** START OF EXERCISE INPUT **
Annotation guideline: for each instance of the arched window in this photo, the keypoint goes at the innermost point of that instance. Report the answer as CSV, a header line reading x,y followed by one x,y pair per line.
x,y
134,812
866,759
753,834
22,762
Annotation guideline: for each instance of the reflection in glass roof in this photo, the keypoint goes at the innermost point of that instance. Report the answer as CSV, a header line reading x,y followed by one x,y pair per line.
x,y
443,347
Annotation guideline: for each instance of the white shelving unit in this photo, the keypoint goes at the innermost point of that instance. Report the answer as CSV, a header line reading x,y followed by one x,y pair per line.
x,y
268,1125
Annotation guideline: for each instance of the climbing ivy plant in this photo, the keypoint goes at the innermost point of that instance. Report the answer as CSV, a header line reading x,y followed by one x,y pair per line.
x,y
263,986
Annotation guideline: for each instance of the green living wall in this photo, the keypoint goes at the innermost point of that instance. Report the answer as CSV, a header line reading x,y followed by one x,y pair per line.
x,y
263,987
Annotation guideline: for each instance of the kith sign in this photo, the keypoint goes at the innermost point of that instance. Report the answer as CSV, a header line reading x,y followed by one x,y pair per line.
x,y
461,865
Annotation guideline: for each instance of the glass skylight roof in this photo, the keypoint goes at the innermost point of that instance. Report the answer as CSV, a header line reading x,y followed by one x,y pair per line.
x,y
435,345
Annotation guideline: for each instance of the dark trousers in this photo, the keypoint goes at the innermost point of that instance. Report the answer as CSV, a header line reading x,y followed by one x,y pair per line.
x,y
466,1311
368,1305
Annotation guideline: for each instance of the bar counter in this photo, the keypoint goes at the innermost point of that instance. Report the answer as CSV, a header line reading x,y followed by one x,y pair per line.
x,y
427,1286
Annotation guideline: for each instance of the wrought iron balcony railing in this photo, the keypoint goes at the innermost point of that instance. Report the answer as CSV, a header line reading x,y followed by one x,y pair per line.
** END OF EXERCISE INPUT **
Print every line of the records above verbatim, from the first line to the last.

Annotation guideline: for each instance of the arched window in this photo, the keypoint goes at the innermost point of that instance. Report the answer as CSV, a header line reading x,y followed by one x,y pair per line.
x,y
134,812
866,759
753,834
22,762
Annotation guideline: for each instance of the reflection in glass roof in this photo, the keypoint goes at the innermost point of that instance. Report the answer as CSV, a header line reading x,y followed by one x,y pair per line.
x,y
443,347
Annotation guideline: for each instance of the white shelving unit in this photo, the keypoint goes at the innermost point of that instance. Report the answer as CSV, a header line reading x,y followed by one x,y pair per line.
x,y
268,1125
Annotation guideline: for each instance of the climbing ivy plant in this photo, the keypoint goes at the innermost point of that instance. Report the answer as CSV, a header line reading x,y followed by one x,y pair per line.
x,y
263,986
Annotation guideline: for each instance of the green living wall in this photo, the keypoint goes at the innermost point of that instance. Report the answer as CSV, a header line reading x,y followed by one x,y pair per line.
x,y
263,987
Annotation guideline: for each instance of the kith sign in this photo, the keypoint goes at the innermost point of that instance. Report the answer as CSV, a header line reading x,y followed by one x,y pair per line.
x,y
461,865
Annotation guideline: for each instance of the glass skylight roof in this photo, the keypoint goes at the innermost point of that instance. Report the answer as CSV, a header line reading x,y followed by one x,y pair per line.
x,y
435,345
Annotation guideline: for each instance of the dark trousers in this photo, the keypoint goes at the innermost point of that instance. Report the answer as CSV, a header line reading x,y followed by one x,y pair per line.
x,y
466,1311
368,1305
Annotation guideline: for each instance of the bar counter in this photo, the keypoint goes at the innermost point of that instance. Report the answer as CSV, a header line reading x,y followed by one x,y pair per line.
x,y
427,1286
Annotation guideline: for each instance of the wrought iron balcony railing in this photo, the keypoint goes at the innermost point of that instance. Report the answer as CSV, a header line reading x,y followed by one x,y pair per line.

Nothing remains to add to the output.